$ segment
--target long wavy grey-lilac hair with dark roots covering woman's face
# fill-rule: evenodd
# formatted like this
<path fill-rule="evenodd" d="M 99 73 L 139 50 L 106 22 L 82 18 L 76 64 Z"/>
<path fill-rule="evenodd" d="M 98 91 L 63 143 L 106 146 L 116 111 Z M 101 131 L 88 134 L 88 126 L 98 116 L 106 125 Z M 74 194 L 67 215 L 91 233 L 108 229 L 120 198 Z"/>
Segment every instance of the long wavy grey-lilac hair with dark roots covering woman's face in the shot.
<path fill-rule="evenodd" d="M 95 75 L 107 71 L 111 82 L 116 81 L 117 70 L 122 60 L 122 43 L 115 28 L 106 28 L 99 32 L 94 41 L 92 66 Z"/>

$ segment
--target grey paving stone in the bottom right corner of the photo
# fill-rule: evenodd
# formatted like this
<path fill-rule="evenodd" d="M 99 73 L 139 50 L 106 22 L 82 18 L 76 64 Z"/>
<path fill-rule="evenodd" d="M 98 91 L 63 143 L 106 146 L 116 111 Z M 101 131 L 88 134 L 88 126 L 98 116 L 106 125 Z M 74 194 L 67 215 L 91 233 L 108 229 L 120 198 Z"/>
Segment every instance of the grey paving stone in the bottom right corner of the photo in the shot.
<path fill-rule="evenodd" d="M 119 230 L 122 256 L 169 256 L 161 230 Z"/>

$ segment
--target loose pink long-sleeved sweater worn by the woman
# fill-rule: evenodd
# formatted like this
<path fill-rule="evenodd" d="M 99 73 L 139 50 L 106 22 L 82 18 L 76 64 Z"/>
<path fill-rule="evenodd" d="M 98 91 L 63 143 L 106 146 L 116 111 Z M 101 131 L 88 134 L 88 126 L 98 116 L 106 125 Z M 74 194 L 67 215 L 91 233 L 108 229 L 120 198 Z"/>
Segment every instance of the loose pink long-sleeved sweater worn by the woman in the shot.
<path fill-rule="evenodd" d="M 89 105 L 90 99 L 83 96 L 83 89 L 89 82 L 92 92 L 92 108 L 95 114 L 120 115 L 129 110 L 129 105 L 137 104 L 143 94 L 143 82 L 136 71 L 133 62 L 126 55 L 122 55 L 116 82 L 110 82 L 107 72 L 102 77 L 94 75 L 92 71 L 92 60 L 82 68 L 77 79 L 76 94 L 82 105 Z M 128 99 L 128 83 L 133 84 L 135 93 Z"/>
┄┄┄┄┄┄┄┄┄┄┄┄┄┄┄┄┄┄┄┄
## What is expected
Count up the lines of the listing in which the word "target" occurs, then state that number by itself.

## Exercise solution
3